Written exercise - Please print every line of the records below without any changes, but leave the pictures out.

● ● ● ● ● ● ●

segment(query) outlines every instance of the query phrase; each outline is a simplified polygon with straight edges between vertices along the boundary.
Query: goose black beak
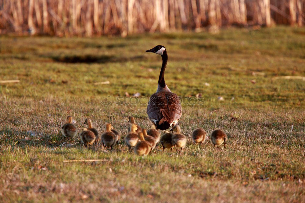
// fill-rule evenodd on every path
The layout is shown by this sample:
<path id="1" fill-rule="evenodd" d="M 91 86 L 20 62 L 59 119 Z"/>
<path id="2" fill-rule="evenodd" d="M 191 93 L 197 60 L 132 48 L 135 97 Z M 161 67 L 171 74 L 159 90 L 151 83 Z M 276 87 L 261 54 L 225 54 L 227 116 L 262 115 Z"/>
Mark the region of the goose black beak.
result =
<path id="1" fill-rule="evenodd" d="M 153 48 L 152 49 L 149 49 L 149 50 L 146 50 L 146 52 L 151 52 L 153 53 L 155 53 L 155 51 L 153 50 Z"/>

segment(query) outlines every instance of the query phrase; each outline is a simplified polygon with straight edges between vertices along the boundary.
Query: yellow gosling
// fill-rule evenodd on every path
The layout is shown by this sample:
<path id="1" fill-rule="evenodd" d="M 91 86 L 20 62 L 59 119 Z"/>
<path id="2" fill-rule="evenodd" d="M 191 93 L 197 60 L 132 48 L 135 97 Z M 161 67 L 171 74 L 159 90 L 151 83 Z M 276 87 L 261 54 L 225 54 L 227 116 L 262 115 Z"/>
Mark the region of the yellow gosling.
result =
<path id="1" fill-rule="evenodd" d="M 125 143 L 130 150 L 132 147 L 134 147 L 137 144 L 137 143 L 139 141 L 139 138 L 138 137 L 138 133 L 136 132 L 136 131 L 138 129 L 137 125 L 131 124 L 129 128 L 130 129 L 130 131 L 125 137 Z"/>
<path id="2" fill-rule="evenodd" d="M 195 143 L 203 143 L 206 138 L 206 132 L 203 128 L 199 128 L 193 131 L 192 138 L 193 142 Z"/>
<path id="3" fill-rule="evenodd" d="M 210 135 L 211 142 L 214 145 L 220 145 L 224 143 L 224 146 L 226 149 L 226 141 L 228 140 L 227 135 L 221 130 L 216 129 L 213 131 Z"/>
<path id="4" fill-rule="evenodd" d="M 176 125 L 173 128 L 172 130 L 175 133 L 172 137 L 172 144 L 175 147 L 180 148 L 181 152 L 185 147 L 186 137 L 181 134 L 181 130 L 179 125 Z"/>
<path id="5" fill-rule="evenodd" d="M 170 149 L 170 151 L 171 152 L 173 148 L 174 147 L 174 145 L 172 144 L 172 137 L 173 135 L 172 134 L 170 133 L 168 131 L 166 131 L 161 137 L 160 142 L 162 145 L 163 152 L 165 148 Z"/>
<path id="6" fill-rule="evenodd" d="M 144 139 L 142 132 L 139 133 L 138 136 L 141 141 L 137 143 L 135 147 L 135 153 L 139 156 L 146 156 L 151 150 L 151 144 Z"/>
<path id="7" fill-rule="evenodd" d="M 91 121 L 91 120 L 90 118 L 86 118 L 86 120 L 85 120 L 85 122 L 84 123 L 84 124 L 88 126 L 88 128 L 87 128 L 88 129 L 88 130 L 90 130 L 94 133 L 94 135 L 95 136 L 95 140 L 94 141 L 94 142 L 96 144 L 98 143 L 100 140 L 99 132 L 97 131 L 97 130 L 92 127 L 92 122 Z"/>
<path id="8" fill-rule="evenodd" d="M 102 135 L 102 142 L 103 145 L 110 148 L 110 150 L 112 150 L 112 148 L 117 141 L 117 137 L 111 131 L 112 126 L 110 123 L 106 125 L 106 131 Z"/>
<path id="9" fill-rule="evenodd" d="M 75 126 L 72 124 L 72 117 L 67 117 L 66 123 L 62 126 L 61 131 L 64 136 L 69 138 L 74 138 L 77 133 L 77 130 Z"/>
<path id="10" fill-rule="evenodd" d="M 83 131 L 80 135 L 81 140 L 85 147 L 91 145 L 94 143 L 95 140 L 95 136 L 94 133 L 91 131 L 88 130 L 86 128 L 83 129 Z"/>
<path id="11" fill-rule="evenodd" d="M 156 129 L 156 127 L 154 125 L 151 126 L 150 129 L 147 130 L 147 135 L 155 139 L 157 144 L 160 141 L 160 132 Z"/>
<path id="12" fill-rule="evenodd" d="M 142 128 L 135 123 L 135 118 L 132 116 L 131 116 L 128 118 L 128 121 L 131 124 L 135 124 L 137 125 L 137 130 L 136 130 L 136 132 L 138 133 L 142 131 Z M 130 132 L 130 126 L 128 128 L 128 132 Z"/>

● ● ● ● ● ● ●

Finished answer -
segment(query) outlines every instance of the query phrase; each outline is a simplified polygon with straight edges between vertices along the boundary.
Query: goose black beak
// fill-rule evenodd on every path
The layout is shown by this sample:
<path id="1" fill-rule="evenodd" d="M 91 86 L 20 62 L 59 119 Z"/>
<path id="2" fill-rule="evenodd" d="M 191 93 L 197 60 L 132 48 L 135 97 Z M 161 67 L 171 74 L 159 90 L 151 83 Z M 276 87 L 261 54 L 225 54 L 227 116 L 262 115 Z"/>
Mark the region of the goose black beak.
result =
<path id="1" fill-rule="evenodd" d="M 153 48 L 152 49 L 149 49 L 149 50 L 146 50 L 146 52 L 151 52 L 153 53 L 155 53 L 155 51 L 153 50 Z"/>

segment(query) outlines every instance of the query phrase; each outline is a simplified polygon with straight edges between vertices along the boundary.
Query: yellow gosling
// fill-rule evenodd on every path
The layout is shown by this sample:
<path id="1" fill-rule="evenodd" d="M 91 86 L 20 62 L 59 119 Z"/>
<path id="2" fill-rule="evenodd" d="M 191 93 L 197 60 L 132 48 L 135 97 Z M 161 67 L 171 74 L 159 90 L 151 83 Z M 276 87 L 261 54 L 225 54 L 227 116 L 262 115 Z"/>
Mark the region of the yellow gosling.
result =
<path id="1" fill-rule="evenodd" d="M 125 143 L 130 150 L 132 147 L 134 147 L 137 144 L 137 143 L 139 141 L 139 138 L 138 137 L 138 133 L 136 132 L 136 131 L 138 129 L 137 125 L 131 124 L 129 128 L 130 129 L 130 131 L 125 137 Z"/>
<path id="2" fill-rule="evenodd" d="M 195 143 L 203 143 L 206 138 L 206 132 L 203 128 L 199 128 L 193 131 L 192 138 L 193 142 Z"/>
<path id="3" fill-rule="evenodd" d="M 210 135 L 211 142 L 214 145 L 220 145 L 224 143 L 224 146 L 226 149 L 226 141 L 228 140 L 227 135 L 221 130 L 216 129 L 213 131 Z"/>
<path id="4" fill-rule="evenodd" d="M 176 125 L 173 128 L 172 130 L 175 133 L 172 137 L 172 144 L 175 147 L 180 148 L 181 152 L 185 147 L 186 137 L 181 134 L 181 130 L 179 125 Z"/>
<path id="5" fill-rule="evenodd" d="M 170 149 L 170 151 L 171 152 L 173 148 L 174 147 L 174 145 L 172 144 L 172 137 L 173 135 L 172 134 L 170 133 L 168 131 L 166 131 L 161 137 L 160 142 L 162 145 L 163 152 L 165 148 Z"/>
<path id="6" fill-rule="evenodd" d="M 144 139 L 142 132 L 139 133 L 138 136 L 141 141 L 137 143 L 135 147 L 135 153 L 139 156 L 146 156 L 151 150 L 151 144 Z"/>
<path id="7" fill-rule="evenodd" d="M 91 121 L 91 120 L 90 118 L 86 118 L 86 120 L 85 120 L 85 122 L 84 123 L 84 124 L 88 126 L 88 128 L 87 128 L 88 129 L 88 130 L 90 130 L 94 133 L 94 135 L 95 136 L 95 140 L 94 141 L 94 142 L 96 144 L 98 143 L 100 140 L 99 132 L 97 131 L 97 130 L 92 127 L 92 122 Z"/>
<path id="8" fill-rule="evenodd" d="M 102 135 L 102 142 L 103 145 L 110 148 L 110 150 L 112 150 L 112 148 L 117 141 L 117 137 L 111 131 L 112 126 L 110 123 L 106 125 L 106 131 Z"/>
<path id="9" fill-rule="evenodd" d="M 75 126 L 72 124 L 72 117 L 67 117 L 66 123 L 62 126 L 61 131 L 64 136 L 69 138 L 74 138 L 77 133 L 77 130 Z"/>
<path id="10" fill-rule="evenodd" d="M 83 131 L 80 135 L 81 140 L 85 147 L 91 145 L 94 143 L 95 140 L 95 136 L 94 133 L 91 131 L 88 130 L 86 128 L 83 129 Z"/>
<path id="11" fill-rule="evenodd" d="M 156 129 L 156 127 L 154 125 L 151 126 L 150 129 L 147 130 L 147 135 L 155 139 L 157 144 L 160 141 L 160 132 Z"/>
<path id="12" fill-rule="evenodd" d="M 142 128 L 135 123 L 135 118 L 132 116 L 131 116 L 128 118 L 128 121 L 131 124 L 135 124 L 137 125 L 137 130 L 136 130 L 136 132 L 138 133 L 142 131 Z M 130 132 L 130 126 L 128 128 L 128 132 Z"/>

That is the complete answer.